Même désenchantée par votre expérience à l’ENA, vous n’appelez pas pour autant à sa suppression. Vous pensez plutôt à une réforme en profondeur. Quelles sont les réformes les plus urgentes selon vous et comment y parvenir ?
En effet, je crois que supprimer l’ENA ne servirait à rien : il faudra bien continuer à recruter et à former des hauts fonctionnaires. Les faire passer par d’autres écoles, par d’autres circuits de formation que l’on réinventerait de toutes pièces, c’est seulement reconduire le problème en le dispersant et en le rendant moins visible. Ce serait au surplus bien plus coûteux que de réformer ce qui existe – à moyens constants, cela n’exige que deux choses, certes essentielles, mais gratuites : une vision et une volonté. Sans compter qu’il ne faut pas sous-estimer le poids de l’Histoire – et des énarques ! – dans un pays comme la France. Je crois que l’on n’est pas près de renoncer aux grandes écoles comme partie intégrante du mythe français des élites, fondé sur un rapport très particulier et très méfiant à l’université.
C’est pourquoi je crois que l’ENA va demeurer, mais qu’elle ne le peut et ne le doit qu’à condition d’être fidèle à sa vocation initiale, celle de l’ordonnance de Debré de 45 : insuffler « le sentiment des hauts devoirs que la fonction publique entraîne » et « donner les moyens de les bien remplir ». Ceci passe par une formation…qui formerait à quelque chose ! Dans leur configuration actuelle, les deux années de scolarité représentent un terrible gâchis – hormis les stages, et encore, à condition d’être chanceux et correctement suivi par les « maîtres de stage ». Former à quelque chose n’est pas si compliqué : mais il faut pour cela sortir de l’ambiguïté constitutive de l’ENA, qui en fait une « école d’application » – mais d’application de quoi ? – complètement coupée du monde de l’enseignement supérieur – et qui ne délivre d’ailleurs aucun diplôme, chose de plus en plus contestable dans un environnement internationalisé où l’énarque n’a aucune légitimité face à ses homologues des administrations étrangères détenteurs de PhD (« docteurs »). Quand bien même les énarques sont souvent à bac +8 ou 10, ils ont rarement ce grade, puisque l’ENA ne délivre aucun diplôme.

^^^^^^^^

**Tâches à réaliser:**
- 1) Répondez aux questions suivantes à partir du texte sur l'ENA :
(a) Quelles sont les deux choses qu'exige une réforme à moyens constants ?
(b) Combien d'années dure la scolarité dans sa configuration actuelle ?
(c) Quel grade détiennent les homologues des énarques dans les administrations étrangères ?
- 2) Recopiez le passage du texte sur l'ENA qui va de « Même désenchantée par » à « y parvenir ? ».
- 3) Dites si chacune des affirmations suivantes concorde avec le texte sur l'ENA, en citant les mots qui tranchent :
(a) La personne interrogée réclame la suppression de l'ENA.
(b) L'ENA délivre un diplôme à ses élèves.
(c) Les stages font exception au gâchis des deux années de scolarité.
Les lignes qui suivent proviennent d'une autre source.

**Relevés de pointage:**
^^^^^^^^

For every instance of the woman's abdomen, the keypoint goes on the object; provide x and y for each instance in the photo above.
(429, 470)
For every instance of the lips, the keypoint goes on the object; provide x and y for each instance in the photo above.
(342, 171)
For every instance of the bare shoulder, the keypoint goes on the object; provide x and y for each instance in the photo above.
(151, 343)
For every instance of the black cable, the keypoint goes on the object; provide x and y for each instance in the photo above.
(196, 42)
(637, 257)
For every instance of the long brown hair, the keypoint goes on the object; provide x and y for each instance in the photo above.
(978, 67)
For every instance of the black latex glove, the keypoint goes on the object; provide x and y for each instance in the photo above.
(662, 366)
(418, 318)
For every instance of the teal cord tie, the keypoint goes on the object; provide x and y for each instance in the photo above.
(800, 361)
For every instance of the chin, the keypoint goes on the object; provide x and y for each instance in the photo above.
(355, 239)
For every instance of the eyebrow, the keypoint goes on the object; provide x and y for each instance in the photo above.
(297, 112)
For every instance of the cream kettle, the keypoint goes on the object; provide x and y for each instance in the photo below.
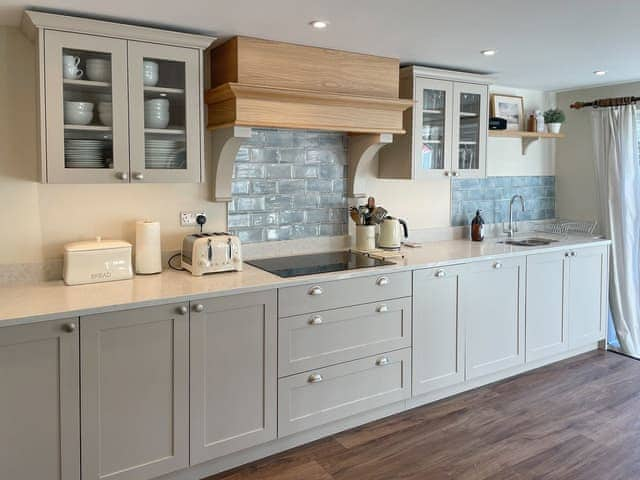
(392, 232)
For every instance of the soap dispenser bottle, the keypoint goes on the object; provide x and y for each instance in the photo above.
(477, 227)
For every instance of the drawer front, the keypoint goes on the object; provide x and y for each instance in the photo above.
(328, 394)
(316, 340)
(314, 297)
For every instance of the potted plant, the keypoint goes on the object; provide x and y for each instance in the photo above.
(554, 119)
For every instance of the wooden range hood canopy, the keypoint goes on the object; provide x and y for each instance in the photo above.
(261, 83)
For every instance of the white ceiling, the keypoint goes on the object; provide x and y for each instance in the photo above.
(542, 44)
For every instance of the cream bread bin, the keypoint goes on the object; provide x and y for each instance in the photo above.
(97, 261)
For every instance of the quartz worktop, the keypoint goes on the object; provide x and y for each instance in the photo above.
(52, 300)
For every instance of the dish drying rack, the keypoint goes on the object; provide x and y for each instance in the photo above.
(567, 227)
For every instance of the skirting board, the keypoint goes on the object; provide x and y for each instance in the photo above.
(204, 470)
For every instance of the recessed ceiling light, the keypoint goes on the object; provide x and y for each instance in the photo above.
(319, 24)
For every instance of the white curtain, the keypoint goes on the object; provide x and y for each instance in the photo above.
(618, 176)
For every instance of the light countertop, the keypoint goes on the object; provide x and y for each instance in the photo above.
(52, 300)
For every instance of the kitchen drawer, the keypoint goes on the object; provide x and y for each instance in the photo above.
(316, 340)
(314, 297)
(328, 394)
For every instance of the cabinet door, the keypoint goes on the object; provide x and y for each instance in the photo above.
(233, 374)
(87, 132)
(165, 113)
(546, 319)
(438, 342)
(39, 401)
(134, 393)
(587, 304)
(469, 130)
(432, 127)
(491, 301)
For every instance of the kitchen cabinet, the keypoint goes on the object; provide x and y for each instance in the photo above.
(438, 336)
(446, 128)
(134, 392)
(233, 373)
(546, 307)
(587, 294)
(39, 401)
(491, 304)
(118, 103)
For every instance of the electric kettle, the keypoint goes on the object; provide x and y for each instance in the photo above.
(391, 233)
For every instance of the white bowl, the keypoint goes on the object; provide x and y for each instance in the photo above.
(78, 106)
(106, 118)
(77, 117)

^^^^^^^^

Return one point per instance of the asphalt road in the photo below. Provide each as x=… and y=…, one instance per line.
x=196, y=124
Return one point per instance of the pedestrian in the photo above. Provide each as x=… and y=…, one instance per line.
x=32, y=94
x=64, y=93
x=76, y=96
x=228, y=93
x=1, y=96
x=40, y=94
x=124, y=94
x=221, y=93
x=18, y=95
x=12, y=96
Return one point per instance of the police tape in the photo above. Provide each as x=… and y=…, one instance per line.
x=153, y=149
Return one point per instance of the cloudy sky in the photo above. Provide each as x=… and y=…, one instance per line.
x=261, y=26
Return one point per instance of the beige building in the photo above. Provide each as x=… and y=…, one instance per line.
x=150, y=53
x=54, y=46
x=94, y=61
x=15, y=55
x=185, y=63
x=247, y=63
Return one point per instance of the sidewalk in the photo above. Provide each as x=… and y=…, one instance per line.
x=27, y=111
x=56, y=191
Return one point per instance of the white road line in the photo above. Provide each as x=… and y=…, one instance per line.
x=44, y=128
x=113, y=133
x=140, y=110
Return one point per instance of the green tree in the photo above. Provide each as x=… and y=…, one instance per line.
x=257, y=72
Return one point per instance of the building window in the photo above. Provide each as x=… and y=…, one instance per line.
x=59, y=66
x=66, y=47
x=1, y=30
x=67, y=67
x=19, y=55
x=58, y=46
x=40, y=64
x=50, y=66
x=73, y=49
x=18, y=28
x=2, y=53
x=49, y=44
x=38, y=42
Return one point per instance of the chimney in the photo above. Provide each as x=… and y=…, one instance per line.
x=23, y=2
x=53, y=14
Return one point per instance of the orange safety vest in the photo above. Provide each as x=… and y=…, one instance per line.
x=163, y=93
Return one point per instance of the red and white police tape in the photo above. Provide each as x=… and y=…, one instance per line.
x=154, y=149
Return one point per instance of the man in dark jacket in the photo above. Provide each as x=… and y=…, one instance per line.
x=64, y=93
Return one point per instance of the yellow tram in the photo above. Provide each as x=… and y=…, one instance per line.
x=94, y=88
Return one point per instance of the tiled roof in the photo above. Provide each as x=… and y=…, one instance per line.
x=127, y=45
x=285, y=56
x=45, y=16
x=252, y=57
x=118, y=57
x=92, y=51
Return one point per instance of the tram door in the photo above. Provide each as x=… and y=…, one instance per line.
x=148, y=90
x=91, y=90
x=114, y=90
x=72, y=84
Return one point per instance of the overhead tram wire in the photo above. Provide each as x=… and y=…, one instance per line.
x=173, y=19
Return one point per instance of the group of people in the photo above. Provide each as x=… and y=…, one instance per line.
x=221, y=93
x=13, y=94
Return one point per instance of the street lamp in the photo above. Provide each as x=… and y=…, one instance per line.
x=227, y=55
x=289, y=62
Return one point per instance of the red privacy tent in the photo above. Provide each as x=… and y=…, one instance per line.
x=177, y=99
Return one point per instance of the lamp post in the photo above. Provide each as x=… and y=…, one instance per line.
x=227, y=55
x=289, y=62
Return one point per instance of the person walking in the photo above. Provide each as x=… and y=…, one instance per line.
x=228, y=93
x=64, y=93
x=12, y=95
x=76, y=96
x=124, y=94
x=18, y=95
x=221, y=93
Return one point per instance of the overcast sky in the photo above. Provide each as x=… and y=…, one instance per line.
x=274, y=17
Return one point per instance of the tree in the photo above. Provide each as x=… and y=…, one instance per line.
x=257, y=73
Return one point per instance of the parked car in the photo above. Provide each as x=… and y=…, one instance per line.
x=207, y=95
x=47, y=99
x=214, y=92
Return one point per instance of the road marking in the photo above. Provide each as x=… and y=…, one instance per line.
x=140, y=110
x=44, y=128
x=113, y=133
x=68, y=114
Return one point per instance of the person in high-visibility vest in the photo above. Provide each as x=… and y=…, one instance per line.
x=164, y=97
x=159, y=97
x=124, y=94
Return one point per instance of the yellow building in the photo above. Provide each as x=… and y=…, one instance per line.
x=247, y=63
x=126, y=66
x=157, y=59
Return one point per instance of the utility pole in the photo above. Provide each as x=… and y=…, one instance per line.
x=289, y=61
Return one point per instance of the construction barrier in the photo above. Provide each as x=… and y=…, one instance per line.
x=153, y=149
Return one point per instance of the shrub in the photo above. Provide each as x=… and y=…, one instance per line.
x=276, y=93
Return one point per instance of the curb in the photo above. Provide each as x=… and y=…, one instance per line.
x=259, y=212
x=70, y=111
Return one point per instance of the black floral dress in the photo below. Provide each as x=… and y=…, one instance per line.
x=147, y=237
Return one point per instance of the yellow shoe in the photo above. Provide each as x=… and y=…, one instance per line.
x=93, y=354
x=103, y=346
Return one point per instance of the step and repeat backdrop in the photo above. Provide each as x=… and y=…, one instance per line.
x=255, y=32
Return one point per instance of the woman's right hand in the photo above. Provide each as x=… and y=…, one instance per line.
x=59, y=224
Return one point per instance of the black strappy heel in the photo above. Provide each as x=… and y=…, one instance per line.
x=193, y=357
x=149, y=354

^^^^^^^^

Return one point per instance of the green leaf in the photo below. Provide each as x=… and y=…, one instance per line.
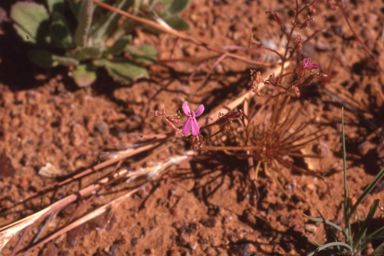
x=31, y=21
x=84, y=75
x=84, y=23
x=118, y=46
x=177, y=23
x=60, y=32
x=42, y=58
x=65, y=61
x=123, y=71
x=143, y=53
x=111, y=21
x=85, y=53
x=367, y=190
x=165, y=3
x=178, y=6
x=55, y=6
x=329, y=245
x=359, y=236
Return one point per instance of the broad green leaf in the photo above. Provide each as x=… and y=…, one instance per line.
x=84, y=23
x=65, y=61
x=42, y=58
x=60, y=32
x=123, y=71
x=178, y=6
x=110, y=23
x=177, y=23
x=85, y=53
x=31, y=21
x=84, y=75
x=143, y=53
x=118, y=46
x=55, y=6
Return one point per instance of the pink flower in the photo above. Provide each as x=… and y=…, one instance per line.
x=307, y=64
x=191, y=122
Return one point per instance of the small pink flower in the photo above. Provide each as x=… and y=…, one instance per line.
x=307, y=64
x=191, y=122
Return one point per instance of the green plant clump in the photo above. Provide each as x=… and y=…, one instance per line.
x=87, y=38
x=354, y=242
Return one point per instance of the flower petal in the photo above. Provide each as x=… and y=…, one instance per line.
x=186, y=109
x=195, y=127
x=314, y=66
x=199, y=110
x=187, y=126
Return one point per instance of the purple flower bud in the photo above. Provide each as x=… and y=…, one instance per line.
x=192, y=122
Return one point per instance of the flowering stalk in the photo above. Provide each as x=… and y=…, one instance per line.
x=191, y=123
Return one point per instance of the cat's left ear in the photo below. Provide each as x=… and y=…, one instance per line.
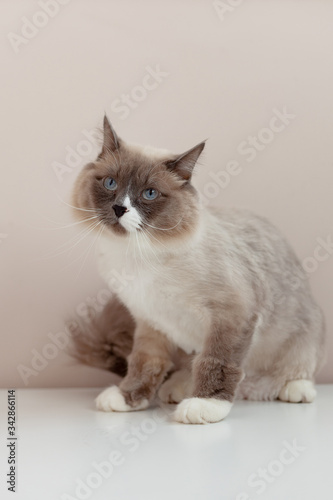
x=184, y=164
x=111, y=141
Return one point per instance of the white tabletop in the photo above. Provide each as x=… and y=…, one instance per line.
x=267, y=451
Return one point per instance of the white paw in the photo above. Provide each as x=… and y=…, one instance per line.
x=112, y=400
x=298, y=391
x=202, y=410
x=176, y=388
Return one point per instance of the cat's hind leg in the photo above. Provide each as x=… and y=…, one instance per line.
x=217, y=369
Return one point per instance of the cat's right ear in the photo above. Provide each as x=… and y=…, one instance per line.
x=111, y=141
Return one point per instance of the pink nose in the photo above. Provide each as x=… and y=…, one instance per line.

^^^^^^^^

**Réponses ci-dessous:**
- 1)
(a) Une vision et une volonté.
(b) Deux années.
(c) Le PhD (« docteurs »).

- 2)
Même désenchantée par votre expérience à l’ENA, vous n’appelez pas pour autant à sa suppression. Vous pensez plutôt à une réforme en profondeur. Quelles sont les réformes les plus urgentes selon vous et comment y parvenir ?

- 3)
(a) Non : « je crois que supprimer l’ENA ne servirait à rien ».
(b) Non : « l’ENA ne délivre aucun diplôme ».
(c) Oui : « hormis les stages ».